━━━━━ DATA PROVIDED

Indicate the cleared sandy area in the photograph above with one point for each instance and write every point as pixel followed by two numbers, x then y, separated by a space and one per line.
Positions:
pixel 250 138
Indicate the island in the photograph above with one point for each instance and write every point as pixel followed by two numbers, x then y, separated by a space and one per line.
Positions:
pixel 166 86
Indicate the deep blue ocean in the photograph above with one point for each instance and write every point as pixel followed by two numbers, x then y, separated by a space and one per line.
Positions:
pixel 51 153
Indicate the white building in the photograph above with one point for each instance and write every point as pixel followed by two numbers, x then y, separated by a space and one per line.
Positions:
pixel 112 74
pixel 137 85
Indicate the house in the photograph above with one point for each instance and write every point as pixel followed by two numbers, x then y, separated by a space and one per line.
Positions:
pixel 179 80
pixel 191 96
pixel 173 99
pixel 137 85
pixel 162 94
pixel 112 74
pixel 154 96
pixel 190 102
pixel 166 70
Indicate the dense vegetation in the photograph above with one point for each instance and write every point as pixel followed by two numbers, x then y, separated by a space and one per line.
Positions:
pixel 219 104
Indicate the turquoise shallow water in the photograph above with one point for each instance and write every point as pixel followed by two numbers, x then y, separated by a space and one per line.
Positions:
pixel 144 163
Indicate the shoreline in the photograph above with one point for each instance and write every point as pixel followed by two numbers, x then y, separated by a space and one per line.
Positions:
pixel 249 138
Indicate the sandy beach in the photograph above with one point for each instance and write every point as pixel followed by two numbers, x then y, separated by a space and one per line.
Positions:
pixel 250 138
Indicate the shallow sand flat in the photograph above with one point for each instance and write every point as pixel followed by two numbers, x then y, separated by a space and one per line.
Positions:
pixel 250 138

━━━━━━━━━━

EXERCISE INSTRUCTIONS.
Copy all of the entries again, swapping each "Positions" for "Coordinates" and leaving every other word untouched.

REPLY TO THE TASK.
Indicate the cleared sandy area in the photograph above with one point for each instance and write every point as pixel followed by two numbers, x then y, separated by a space and one per line.
Coordinates:
pixel 250 138
Indicate the island in the photograph above with one point for each instance and write every point as pixel followed by two numbers, x then y, separated by a space and one per line.
Coordinates:
pixel 166 86
Indicate the deep blue ocean in the photograph above with one point for each instance and write every point as pixel followed by two numbers, x then y, separated by a space and one per line.
Coordinates:
pixel 51 153
Indicate the white building in the photograph above with one point for each instance and write every point as pixel followed by two numbers, x then y, separated by a space and one per line.
Coordinates:
pixel 112 74
pixel 137 85
Indicate the house in the photograph above with one point for each instance and write every point as pixel followed by two numbers, x then y, separated by a space and one per line.
Coordinates:
pixel 179 80
pixel 191 96
pixel 173 99
pixel 137 85
pixel 162 94
pixel 112 74
pixel 154 96
pixel 190 102
pixel 166 70
Indicate the dense vegetation in the photograph above with one point for each instance and write every point as pixel followed by two numbers, x then y, separated by a space and one per line.
Coordinates:
pixel 219 104
Indicate the turquoise shallow water in the photograph above with one point for each instance and write every point as pixel followed by two numbers, x then y, separated by a space and one per line.
Coordinates:
pixel 144 163
Indicate the shoreline in the photograph above with one point for each instance and write every point as pixel followed by two numbers, x then y, separated by a space and one per line.
Coordinates:
pixel 249 138
Indicate the sandy beach in the photograph above with one point for each instance and write every point as pixel followed by two numbers, x then y, separated by a space and one per line.
Coordinates:
pixel 250 138
Indicate the shallow sand flat in the photograph above with one point for each instance and write every point as pixel followed by two numbers, x then y, separated by a space and one per line.
Coordinates:
pixel 250 138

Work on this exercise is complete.